----- Source data

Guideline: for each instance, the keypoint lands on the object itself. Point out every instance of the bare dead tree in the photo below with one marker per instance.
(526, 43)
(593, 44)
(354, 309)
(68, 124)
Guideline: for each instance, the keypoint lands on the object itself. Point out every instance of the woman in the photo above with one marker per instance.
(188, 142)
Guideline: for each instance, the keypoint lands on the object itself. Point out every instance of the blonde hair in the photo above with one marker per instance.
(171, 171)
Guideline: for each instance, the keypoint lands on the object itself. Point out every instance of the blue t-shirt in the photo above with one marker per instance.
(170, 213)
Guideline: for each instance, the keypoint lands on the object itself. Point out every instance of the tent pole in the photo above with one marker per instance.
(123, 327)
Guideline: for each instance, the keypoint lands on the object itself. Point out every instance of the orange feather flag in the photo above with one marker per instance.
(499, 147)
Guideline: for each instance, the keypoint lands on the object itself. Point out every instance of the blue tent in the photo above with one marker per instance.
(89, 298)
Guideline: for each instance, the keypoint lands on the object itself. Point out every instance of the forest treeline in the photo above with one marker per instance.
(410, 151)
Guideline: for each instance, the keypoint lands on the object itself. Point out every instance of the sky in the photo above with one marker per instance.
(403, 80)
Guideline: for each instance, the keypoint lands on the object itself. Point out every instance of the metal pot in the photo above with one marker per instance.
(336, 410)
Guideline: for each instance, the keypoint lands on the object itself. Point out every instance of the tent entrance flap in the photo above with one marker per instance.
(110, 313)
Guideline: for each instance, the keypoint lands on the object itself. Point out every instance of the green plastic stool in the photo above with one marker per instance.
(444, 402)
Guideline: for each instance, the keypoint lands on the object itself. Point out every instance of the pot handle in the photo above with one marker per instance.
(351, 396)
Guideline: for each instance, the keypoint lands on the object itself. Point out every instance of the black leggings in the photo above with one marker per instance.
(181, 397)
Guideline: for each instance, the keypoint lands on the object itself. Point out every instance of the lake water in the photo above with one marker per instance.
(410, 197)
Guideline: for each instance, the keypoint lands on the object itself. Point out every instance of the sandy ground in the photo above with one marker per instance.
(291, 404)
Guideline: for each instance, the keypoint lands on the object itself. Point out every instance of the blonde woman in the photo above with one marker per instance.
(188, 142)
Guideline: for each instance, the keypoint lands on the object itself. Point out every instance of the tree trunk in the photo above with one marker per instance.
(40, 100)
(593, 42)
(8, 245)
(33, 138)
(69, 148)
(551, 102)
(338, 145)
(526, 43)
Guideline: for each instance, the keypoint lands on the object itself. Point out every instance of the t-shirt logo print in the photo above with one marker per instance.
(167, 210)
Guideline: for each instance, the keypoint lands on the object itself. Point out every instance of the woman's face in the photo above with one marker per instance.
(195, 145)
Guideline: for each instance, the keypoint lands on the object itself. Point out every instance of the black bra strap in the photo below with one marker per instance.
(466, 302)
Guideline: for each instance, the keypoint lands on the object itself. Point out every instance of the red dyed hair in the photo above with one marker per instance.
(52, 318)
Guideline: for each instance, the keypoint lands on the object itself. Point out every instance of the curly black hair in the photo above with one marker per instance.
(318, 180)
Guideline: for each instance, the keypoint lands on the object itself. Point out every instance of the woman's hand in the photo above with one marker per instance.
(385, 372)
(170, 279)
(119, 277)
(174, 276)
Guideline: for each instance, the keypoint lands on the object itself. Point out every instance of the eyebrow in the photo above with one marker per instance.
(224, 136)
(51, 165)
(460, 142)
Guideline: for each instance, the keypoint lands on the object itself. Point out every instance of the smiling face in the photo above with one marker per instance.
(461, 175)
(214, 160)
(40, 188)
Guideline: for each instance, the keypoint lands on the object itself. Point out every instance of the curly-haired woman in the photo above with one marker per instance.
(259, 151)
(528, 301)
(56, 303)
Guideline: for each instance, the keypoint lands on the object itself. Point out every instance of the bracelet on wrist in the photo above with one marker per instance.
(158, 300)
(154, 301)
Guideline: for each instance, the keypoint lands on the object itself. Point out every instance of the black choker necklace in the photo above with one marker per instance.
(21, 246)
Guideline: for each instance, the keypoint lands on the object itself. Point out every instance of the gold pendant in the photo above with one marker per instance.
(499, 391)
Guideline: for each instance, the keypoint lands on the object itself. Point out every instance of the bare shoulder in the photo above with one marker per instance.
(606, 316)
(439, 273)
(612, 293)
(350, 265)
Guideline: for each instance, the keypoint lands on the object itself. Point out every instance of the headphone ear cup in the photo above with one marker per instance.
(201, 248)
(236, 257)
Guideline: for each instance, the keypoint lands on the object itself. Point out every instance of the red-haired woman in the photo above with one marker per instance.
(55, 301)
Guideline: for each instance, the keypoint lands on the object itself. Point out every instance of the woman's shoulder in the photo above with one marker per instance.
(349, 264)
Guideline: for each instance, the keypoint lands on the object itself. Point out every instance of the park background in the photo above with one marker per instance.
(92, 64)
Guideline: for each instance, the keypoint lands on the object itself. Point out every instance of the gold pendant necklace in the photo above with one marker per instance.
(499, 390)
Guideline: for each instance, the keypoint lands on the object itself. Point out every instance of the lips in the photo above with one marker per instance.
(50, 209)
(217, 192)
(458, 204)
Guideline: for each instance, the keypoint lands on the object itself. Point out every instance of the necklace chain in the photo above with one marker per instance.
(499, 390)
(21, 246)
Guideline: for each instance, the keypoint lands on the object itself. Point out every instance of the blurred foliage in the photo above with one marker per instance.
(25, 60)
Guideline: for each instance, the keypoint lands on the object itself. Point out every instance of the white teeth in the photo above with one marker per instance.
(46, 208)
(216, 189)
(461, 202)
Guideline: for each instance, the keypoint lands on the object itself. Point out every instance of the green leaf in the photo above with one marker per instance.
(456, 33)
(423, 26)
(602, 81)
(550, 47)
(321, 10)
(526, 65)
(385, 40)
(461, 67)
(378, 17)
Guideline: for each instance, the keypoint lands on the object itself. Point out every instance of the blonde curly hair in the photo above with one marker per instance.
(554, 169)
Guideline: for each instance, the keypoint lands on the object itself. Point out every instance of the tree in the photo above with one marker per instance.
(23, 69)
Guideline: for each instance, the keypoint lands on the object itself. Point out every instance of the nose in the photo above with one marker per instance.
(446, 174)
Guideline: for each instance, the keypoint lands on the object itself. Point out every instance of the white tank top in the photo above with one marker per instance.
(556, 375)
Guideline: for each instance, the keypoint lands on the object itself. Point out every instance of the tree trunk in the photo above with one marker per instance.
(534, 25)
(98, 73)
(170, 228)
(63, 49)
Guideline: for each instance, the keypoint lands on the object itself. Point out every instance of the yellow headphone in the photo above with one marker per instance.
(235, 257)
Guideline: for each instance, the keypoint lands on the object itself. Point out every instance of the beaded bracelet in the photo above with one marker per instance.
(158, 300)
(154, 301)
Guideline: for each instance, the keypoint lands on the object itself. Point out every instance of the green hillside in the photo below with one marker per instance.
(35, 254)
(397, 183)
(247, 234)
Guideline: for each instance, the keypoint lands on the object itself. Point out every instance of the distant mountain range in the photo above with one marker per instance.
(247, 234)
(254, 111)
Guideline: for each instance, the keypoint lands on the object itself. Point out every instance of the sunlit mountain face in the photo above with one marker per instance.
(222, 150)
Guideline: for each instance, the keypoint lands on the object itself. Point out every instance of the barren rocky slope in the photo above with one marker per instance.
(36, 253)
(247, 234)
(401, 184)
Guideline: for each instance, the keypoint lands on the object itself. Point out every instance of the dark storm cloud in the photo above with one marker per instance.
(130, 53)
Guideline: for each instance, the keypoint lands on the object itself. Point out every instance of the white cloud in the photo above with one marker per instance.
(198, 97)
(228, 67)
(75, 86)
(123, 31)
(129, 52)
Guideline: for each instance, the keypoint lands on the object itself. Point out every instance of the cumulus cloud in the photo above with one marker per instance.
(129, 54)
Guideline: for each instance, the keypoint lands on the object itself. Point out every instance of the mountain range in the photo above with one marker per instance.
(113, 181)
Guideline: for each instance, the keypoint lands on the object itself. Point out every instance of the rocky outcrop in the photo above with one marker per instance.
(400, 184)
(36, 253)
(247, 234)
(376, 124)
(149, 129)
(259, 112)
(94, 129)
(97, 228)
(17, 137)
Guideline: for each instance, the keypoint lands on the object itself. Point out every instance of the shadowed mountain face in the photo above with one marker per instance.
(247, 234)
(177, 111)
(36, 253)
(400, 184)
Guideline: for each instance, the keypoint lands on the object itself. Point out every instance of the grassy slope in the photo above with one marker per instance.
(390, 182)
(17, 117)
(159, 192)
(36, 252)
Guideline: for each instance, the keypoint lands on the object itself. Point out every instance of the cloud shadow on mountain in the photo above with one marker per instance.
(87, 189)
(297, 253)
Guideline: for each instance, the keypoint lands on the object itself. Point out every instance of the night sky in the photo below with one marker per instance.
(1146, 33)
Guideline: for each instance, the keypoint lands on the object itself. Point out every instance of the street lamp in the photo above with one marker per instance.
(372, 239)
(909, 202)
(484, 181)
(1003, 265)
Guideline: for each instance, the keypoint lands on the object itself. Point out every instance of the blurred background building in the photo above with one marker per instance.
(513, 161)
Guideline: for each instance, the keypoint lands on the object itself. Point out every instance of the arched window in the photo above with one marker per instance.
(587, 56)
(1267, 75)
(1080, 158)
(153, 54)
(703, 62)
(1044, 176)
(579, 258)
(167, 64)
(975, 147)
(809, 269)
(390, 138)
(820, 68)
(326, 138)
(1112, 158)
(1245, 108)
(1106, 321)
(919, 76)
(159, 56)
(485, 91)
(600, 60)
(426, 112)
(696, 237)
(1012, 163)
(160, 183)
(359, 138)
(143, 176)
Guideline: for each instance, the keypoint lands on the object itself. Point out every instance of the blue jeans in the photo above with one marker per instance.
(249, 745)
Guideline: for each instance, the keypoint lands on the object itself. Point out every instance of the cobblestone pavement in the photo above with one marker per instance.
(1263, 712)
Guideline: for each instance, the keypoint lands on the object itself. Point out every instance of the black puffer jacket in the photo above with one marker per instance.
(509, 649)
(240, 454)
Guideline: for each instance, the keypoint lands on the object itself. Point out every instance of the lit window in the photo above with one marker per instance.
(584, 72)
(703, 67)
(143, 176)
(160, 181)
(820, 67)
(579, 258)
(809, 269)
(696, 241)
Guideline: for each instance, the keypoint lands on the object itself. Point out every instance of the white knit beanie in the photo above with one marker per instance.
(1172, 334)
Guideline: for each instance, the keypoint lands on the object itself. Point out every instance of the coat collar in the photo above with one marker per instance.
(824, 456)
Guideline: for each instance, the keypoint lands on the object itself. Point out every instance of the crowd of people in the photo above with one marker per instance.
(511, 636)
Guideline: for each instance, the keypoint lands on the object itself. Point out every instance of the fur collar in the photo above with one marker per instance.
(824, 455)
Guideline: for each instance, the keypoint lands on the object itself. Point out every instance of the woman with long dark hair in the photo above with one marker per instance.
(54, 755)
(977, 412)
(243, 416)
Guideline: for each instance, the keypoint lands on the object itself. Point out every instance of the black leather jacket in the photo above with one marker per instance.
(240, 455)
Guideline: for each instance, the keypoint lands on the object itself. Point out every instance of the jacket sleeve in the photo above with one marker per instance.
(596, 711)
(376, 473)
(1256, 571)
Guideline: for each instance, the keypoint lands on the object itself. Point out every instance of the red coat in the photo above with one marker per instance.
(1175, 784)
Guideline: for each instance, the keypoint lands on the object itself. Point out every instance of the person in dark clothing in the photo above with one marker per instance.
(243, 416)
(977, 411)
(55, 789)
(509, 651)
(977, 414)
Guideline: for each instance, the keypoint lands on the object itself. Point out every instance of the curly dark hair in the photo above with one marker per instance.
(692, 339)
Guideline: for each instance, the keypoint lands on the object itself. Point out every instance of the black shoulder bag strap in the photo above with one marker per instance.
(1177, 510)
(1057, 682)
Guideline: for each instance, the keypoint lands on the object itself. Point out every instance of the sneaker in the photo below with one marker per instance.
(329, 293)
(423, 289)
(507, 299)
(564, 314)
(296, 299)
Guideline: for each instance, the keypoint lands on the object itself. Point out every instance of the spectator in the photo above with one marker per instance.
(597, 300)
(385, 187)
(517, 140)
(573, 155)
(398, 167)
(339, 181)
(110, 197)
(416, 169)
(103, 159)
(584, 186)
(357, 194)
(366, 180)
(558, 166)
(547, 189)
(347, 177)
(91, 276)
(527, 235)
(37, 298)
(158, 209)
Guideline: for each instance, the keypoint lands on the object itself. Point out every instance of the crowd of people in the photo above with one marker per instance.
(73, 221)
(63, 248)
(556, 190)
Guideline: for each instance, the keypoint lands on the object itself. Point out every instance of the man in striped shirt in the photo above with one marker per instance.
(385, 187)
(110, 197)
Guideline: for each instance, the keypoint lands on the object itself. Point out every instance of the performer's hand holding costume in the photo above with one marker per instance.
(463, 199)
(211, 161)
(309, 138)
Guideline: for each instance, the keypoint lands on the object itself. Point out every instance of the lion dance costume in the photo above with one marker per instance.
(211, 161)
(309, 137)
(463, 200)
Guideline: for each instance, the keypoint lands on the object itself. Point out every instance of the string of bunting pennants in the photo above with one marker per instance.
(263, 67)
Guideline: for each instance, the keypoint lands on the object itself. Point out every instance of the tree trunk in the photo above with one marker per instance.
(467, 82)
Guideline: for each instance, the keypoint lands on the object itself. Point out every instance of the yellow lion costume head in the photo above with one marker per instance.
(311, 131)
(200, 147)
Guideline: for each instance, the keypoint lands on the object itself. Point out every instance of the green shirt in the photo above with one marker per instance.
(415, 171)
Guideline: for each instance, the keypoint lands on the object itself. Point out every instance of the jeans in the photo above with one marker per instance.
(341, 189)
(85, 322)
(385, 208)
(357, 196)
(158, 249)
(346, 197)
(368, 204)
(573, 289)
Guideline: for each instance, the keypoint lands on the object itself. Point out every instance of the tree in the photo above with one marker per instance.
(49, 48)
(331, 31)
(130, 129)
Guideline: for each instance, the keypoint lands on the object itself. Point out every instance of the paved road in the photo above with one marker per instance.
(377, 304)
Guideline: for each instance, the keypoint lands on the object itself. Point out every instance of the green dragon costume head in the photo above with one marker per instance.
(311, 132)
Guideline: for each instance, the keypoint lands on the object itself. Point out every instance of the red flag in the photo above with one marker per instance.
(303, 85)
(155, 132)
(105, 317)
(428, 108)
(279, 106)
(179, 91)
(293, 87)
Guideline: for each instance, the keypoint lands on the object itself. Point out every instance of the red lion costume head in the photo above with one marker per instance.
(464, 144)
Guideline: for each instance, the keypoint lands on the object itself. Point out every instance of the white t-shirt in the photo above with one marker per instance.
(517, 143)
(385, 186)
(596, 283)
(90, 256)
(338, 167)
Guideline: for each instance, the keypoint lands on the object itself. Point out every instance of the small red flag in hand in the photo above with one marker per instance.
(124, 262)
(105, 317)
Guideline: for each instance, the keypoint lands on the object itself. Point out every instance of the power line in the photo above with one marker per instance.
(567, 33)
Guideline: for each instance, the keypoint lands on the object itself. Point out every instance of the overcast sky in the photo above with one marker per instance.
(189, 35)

----------

**Problem details:**
Begin with the line that contains "of the small" and quote each line after it exactly, stopping after the last line of the data.

**Answer for this exercise:**
Guideline: for each instance, the keypoint lands on the object itself. Point out every instance of the small red flag in hand in the photo above with one marker per instance.
(124, 262)
(105, 317)
Guideline: for each instance, the keypoint lands on the object itself. Point out every instance of the power line in the photo above with one marker per instance.
(567, 33)
Guideline: for each instance, the keypoint lands on the object itself. Point out every instance of the overcast sky in the photo above with one marker per instance.
(189, 35)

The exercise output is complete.